Aim - Extract the text of every entry below exactly; leave images out.

···

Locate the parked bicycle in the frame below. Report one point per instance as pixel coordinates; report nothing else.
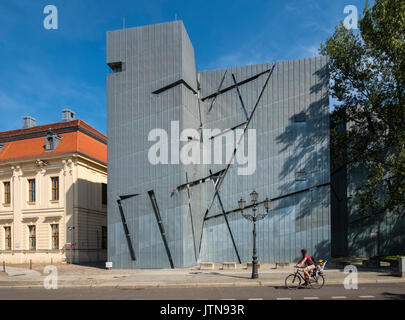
(297, 279)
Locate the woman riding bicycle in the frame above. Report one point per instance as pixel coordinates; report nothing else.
(309, 262)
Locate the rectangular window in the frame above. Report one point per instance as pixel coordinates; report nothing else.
(32, 238)
(104, 237)
(55, 188)
(31, 190)
(7, 238)
(55, 236)
(7, 194)
(104, 193)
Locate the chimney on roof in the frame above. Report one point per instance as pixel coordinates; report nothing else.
(29, 122)
(67, 115)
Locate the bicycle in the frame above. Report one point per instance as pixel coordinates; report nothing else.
(316, 281)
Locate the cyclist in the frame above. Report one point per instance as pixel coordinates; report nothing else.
(309, 262)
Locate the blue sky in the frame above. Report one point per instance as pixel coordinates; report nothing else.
(43, 71)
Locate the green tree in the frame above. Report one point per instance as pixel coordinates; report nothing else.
(367, 70)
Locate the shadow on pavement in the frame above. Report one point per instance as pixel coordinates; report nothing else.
(394, 296)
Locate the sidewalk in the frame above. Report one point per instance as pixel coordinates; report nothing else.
(91, 277)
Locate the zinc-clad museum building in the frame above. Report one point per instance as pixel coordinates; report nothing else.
(170, 215)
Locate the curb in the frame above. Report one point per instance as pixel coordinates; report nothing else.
(138, 285)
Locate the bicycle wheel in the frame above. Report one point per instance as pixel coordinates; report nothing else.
(292, 281)
(317, 282)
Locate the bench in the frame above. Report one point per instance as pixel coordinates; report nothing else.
(282, 264)
(207, 266)
(229, 266)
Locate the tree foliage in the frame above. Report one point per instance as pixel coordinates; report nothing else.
(368, 79)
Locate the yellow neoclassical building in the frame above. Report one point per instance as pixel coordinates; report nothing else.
(53, 192)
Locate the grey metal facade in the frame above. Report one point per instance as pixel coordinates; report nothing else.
(156, 83)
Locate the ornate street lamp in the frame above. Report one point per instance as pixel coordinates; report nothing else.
(254, 217)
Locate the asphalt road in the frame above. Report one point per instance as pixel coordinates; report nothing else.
(391, 291)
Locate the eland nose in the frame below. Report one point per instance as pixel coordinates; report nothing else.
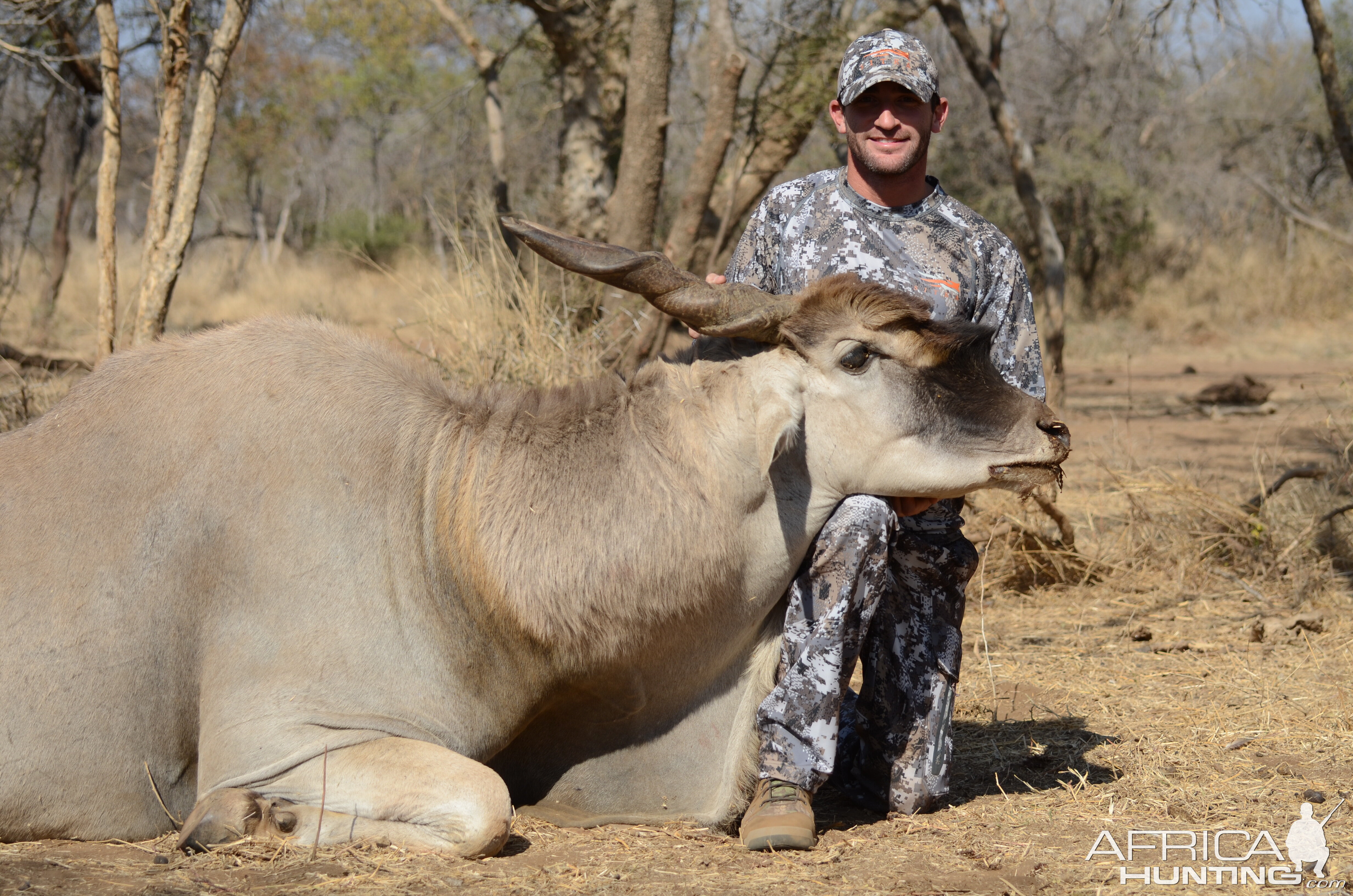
(1059, 431)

···

Answer to this exercise -
Locate the parked bicycle in the frame below. Report one point per instance as pixel coordinates; report nothing else.
(297, 279)
Locate the woman riding bicycle in the frame above. Report one point per instance as pixel coordinates; report nothing else.
(309, 262)
Locate the rectangular window in the frame above. Report one point per instance as pixel coordinates; report nothing else.
(32, 238)
(104, 237)
(55, 188)
(31, 190)
(7, 238)
(55, 236)
(7, 194)
(104, 193)
Locate the chimney on roof in the frame above. Report one point per instance as pixel coordinates; report nothing else.
(29, 122)
(67, 115)
Locate the bicycle in the frame above. Report one point per instance as pixel coordinates; report nothing else.
(316, 281)
Locate the cyclist in the frame above. Report one point per instance as pixel coordinates; report nothing else.
(309, 262)
Locate the blue sky in the frame above. Report one point per instance as pixel coordinates; report nothing else.
(43, 71)
Locate the green tree in the frame above. Report one point per instance as pixel coordinates; report nothing else.
(367, 70)
Locate the shadow on pavement in the frame above. Report one point per instance as pixel coordinates; report nothing else.
(394, 296)
Locate the sidewalk in the frame above. Report one point per instance as pixel coordinates; report nothing else.
(91, 277)
Locate the zinc-clad museum building in the frame above. Report one point per instance as pixel coordinates; report nothing else.
(170, 215)
Locate the curb in the frame above. Report one point per instance as pixel coordinates; report nothing else.
(138, 285)
Locate the bicycle wheel in the frame above. Report one point per instance as pixel coordinates; report nothing else.
(292, 281)
(317, 282)
Locate the bench in the frame above. Report one point per instance as pixel coordinates; report nothing else.
(282, 264)
(207, 266)
(229, 266)
Locate the tree foliage in the frame above. Report one point per instance as pixel coordinates; report nothing else.
(368, 79)
Locate the yellow neoclassical building in the frame above. Report one point per instance as pixel coordinates; report nothing else.
(53, 192)
Locate the grey metal facade in the frame above. Report one point per instance as pixel coordinates; report nothing else.
(156, 83)
Locate the ornate street lamp in the frame above. Report one point per instance as pixel coordinates; report nothing else.
(254, 217)
Locate the asphalt road in the frame above. Report one point per instance as pixel coordinates; report nothing else.
(391, 291)
Locate the eland nose in the frame below. Report one point per instance as pixel coordinates; report nothing else.
(1059, 431)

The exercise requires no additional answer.